*ASSIGNMENT*. The line containing "Task: place a pin on each instance of the tactical" and every line after it, through the last one below: output exactly these and nothing else.

··· RECORDS FOR THIS EXERCISE

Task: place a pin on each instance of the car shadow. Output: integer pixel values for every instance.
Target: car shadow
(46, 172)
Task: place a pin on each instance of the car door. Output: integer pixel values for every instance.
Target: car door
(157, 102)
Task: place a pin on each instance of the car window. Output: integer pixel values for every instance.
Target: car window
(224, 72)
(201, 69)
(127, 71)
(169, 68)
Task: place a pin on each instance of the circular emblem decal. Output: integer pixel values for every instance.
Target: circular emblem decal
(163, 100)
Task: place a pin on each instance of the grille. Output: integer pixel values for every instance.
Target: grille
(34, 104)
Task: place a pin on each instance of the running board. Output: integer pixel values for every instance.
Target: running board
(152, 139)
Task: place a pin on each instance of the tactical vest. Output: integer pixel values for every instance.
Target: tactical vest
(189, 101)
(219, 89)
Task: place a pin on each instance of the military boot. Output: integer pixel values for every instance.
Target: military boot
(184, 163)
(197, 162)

······

*TASK SOLUTION*.
Task: place a pin on each instance of the tactical vest. Output: integer pixel values for every instance.
Target: tactical vest
(189, 101)
(219, 89)
Task: place a pin on each instance of the military boot. Output: integer pixel values for every instance.
Target: military boot
(184, 163)
(197, 162)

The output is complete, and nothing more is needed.